INSTRUCTIONS FOR THE TASK =>
Rewrite the stretch of entries from the line containing "Confirm that each instance of the window" through the end of the entries, replacing "pixel coordinates" with "image coordinates" and leaving everything else unchanged.

EXERCISE DATA =>
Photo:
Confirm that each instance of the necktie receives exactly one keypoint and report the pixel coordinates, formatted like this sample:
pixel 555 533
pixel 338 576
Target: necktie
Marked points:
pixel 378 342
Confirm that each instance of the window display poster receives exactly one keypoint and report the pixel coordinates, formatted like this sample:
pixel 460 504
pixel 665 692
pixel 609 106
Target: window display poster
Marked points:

TASK OUTPUT =>
Confirm that each instance of the window display poster receives exactly one keypoint and report the image coordinates, formatted like this sample:
pixel 460 504
pixel 665 692
pixel 609 106
Target: window display poster
Marked points:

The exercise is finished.